(DESCRIPTION OF THE TASK) Copy the lines that run from the line containing "Exercise. Put one point on each instance of the black mountain" to the line containing "point(442, 358)", both included, word for word. Leave out every other line.

(INPUT RECORDS)
● ● ● ● ●

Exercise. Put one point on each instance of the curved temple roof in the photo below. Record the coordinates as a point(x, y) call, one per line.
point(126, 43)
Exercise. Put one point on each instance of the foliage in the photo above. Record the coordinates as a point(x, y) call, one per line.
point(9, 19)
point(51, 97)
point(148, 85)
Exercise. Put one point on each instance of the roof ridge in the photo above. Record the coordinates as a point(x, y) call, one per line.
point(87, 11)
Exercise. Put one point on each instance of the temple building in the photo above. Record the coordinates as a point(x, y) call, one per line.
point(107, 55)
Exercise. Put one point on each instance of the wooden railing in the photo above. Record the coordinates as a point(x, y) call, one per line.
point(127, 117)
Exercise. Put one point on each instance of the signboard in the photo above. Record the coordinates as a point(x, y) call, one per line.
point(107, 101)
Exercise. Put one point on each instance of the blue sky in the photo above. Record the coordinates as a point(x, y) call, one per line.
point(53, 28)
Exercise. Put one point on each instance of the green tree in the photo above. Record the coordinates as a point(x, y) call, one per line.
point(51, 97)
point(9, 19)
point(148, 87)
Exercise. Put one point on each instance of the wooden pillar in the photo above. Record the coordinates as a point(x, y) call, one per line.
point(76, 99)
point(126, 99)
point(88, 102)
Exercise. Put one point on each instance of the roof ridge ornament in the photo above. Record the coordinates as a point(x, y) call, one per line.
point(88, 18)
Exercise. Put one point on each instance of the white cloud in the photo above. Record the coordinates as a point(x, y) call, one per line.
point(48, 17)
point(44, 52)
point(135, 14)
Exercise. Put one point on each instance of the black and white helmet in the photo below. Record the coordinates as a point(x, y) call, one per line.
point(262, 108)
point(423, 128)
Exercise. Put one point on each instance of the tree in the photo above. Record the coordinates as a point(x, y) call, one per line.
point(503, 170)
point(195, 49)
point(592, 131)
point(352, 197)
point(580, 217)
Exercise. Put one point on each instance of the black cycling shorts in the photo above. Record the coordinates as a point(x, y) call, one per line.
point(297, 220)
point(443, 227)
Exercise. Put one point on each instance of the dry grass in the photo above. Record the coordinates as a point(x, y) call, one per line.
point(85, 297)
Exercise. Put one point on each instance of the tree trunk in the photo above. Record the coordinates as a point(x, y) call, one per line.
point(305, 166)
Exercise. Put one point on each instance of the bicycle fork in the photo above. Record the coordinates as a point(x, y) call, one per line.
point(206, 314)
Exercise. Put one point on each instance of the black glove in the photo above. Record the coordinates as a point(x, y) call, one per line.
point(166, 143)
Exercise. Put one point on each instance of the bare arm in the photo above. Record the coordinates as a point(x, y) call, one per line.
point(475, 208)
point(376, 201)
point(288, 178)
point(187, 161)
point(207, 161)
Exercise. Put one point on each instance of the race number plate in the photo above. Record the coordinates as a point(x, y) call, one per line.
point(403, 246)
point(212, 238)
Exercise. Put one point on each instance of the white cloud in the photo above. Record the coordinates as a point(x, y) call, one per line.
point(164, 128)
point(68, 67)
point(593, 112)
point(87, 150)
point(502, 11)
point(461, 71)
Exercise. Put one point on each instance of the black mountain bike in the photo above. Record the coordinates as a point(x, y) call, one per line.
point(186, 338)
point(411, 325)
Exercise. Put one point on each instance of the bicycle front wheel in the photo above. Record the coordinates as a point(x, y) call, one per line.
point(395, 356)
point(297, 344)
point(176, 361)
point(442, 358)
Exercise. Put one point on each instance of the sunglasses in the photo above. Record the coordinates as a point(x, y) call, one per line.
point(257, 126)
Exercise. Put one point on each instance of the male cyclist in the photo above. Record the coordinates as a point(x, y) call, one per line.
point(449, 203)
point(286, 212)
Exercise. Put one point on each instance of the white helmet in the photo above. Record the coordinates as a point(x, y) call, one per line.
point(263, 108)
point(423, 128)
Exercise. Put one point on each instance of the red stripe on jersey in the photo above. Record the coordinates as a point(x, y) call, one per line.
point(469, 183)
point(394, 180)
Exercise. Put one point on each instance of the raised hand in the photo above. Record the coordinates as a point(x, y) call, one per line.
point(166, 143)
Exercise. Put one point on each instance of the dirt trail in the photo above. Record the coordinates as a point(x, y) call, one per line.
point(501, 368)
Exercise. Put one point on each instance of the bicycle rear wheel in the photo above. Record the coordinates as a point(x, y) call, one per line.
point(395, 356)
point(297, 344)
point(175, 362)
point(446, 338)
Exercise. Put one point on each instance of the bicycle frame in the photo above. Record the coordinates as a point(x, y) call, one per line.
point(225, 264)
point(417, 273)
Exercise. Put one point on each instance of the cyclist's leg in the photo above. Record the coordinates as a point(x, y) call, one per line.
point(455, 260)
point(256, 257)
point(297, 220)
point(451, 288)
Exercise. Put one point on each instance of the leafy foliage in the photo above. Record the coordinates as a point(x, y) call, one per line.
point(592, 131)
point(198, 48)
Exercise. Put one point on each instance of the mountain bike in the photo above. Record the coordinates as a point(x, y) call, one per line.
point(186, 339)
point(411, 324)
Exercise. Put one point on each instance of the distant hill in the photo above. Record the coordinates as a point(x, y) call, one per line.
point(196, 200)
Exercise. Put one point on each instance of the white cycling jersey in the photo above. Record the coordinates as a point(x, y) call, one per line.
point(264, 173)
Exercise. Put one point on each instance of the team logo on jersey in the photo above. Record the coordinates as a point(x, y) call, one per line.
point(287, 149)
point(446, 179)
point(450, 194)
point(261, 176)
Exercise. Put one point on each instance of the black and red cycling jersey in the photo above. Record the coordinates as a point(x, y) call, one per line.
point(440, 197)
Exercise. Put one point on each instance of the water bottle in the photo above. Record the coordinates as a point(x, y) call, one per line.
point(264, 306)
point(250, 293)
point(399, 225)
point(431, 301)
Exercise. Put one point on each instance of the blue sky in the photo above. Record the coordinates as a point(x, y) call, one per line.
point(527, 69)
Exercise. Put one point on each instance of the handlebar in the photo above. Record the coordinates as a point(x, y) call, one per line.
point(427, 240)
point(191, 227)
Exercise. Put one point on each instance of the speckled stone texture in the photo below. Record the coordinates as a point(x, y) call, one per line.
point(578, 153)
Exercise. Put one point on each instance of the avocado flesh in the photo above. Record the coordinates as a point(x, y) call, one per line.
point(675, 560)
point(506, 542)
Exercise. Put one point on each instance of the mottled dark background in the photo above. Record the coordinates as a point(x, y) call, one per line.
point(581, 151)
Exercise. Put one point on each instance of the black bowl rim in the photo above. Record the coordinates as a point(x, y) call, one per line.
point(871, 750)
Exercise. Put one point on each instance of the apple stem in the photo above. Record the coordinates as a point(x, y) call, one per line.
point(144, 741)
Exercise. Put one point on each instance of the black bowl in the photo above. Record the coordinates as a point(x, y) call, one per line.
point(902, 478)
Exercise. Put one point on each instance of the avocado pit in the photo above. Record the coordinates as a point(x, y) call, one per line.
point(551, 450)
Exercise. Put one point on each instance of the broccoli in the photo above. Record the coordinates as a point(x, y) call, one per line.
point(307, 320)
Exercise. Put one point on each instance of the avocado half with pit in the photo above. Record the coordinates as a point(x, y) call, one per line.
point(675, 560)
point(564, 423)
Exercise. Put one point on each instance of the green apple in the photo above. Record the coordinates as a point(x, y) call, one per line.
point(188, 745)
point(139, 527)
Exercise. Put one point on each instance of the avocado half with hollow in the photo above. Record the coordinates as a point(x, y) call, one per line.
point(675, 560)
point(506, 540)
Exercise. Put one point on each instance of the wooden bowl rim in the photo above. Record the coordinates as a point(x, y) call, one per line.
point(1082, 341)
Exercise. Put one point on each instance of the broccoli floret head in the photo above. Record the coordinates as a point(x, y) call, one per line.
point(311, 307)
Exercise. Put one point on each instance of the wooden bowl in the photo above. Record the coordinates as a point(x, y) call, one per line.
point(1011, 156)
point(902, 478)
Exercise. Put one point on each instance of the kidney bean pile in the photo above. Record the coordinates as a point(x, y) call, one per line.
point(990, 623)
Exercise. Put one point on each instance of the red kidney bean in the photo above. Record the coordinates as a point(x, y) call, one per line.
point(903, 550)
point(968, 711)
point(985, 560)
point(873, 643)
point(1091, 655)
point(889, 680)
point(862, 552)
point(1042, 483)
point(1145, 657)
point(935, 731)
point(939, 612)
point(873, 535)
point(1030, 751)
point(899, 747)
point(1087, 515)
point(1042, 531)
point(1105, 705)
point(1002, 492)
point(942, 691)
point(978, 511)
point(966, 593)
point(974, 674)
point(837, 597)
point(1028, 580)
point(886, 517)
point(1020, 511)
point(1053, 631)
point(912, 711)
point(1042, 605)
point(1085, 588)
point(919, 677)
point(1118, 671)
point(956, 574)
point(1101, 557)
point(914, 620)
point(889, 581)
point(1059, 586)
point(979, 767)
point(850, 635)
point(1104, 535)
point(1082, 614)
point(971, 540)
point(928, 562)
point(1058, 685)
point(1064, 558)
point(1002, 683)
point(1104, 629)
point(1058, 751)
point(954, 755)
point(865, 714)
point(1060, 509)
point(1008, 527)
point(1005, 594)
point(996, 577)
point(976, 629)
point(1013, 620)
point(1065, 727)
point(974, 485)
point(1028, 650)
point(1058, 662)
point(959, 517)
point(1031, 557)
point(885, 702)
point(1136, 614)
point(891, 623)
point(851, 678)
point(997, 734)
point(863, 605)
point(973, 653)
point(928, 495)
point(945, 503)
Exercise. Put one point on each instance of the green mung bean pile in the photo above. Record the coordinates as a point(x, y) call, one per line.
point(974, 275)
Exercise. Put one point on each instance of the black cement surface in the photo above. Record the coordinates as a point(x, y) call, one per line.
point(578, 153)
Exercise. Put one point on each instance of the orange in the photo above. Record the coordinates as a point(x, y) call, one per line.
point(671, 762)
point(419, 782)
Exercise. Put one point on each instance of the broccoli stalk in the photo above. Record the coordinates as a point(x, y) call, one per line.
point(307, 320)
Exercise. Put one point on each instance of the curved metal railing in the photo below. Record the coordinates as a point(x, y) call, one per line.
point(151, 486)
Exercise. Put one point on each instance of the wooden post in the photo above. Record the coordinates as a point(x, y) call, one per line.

● ● ● ● ●

(ANSWER TO THE TASK)
Exercise. Put one point on each instance of the black mountain bike in the photo above. Record the coordinates as a point(x, y) call, one per line.
point(186, 338)
point(411, 325)
Exercise. Put one point on each instance of the bicycle front wheel in the photo above. Record the coordinates as a point(x, y) call, one per line.
point(395, 356)
point(297, 344)
point(176, 361)
point(442, 358)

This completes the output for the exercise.